Entries drawn from a collection:
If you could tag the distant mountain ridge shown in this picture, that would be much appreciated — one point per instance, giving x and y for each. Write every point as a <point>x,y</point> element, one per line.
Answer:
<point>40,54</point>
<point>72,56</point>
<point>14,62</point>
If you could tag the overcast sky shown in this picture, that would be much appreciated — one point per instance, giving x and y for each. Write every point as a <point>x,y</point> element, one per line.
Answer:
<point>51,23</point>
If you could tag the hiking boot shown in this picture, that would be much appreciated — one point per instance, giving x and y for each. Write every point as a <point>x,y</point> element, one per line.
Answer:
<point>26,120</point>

WHAT YOU SHOULD DO:
Reproduce every row above word for word, changing nothing.

CORRECT ANSWER:
If you could tag the distant mountain ridge shown in this picture, that would be much appreciated — one point per instance, giving x and y for each. Write every point as a <point>x,y</point> element, one per line.
Answer:
<point>40,54</point>
<point>72,56</point>
<point>14,62</point>
If you could tag the overcast sky shown in this picture, that would be much appreciated — one point per instance, giving x and y for each. Write every point as a <point>x,y</point> element, one per line.
Answer:
<point>51,23</point>
If you could tag the hiking boot shown in this picture, that would be much appreciated — one point per instance, giving x and y for each. Write every point as a <point>x,y</point> element, one per line.
Answer:
<point>26,120</point>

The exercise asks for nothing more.